DESCRIPTION OF THE TASK
Copy the records below word for word, including every line of each one. Leave out the picture.
-------
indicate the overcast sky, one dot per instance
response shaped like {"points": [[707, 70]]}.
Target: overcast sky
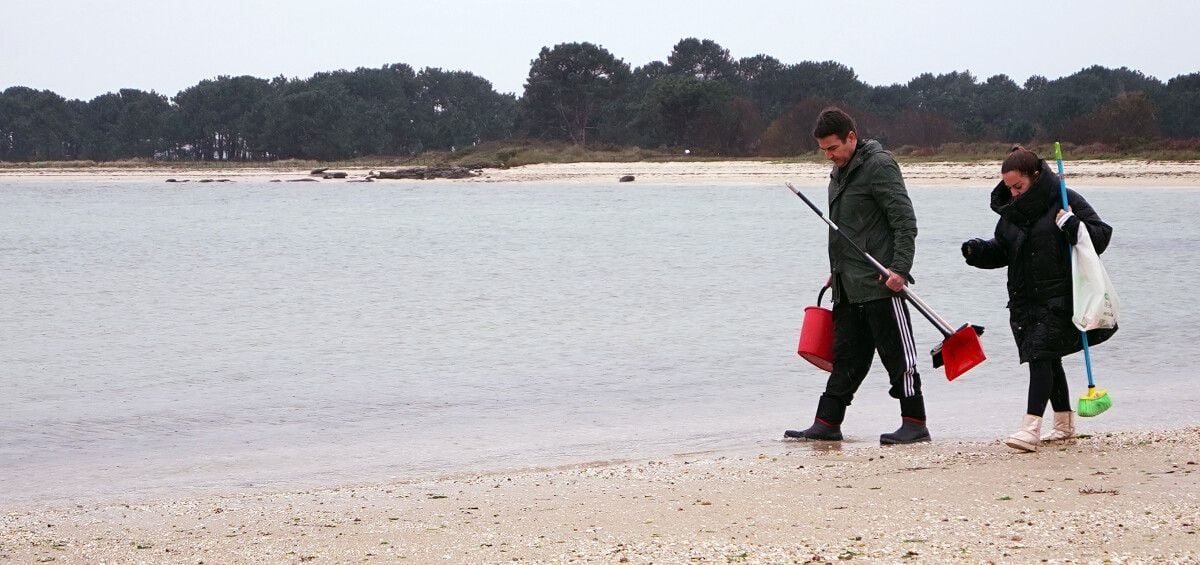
{"points": [[82, 49]]}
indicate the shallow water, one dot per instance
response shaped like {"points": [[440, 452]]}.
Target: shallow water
{"points": [[186, 337]]}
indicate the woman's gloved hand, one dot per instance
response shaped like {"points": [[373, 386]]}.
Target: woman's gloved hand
{"points": [[971, 246]]}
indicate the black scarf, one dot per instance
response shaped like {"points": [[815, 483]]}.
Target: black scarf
{"points": [[1033, 204]]}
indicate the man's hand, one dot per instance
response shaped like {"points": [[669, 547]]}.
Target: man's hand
{"points": [[894, 282]]}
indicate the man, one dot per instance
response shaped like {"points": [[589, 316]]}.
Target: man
{"points": [[869, 203]]}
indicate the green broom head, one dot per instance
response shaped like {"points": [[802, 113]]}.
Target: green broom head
{"points": [[1095, 402]]}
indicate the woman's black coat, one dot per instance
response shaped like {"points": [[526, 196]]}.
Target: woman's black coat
{"points": [[1030, 244]]}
-------
FINISHED TASK
indicate the overcast sky, one dot per instance
response shaped like {"points": [[707, 70]]}.
Target: overcast sky
{"points": [[82, 49]]}
indicate the shallow water, one dot per instance
response shaped like {"points": [[440, 452]]}.
Target: shallow water
{"points": [[186, 337]]}
indicate the woman's gloved hand, one dot per instance
response shaped like {"points": [[373, 386]]}.
Target: woman's gloved hand
{"points": [[971, 246]]}
indicate the black scarf, one dot per instance
response shaped like {"points": [[815, 483]]}.
Target: black scarf
{"points": [[1033, 204]]}
indicate the man's hand, one dot per instance
response shaped like {"points": [[669, 547]]}.
Target: man's hand
{"points": [[894, 282]]}
indicate the man, one dot per instance
response shaped like {"points": [[589, 316]]}.
Target: man
{"points": [[869, 203]]}
indicate the green broom head, one dot per instance
response shaped like {"points": [[802, 113]]}.
Target: green broom head
{"points": [[1095, 402]]}
indicate the woman's black coat, one dot per instance
response shaped like {"points": [[526, 196]]}.
Target: woman's black coat
{"points": [[1030, 244]]}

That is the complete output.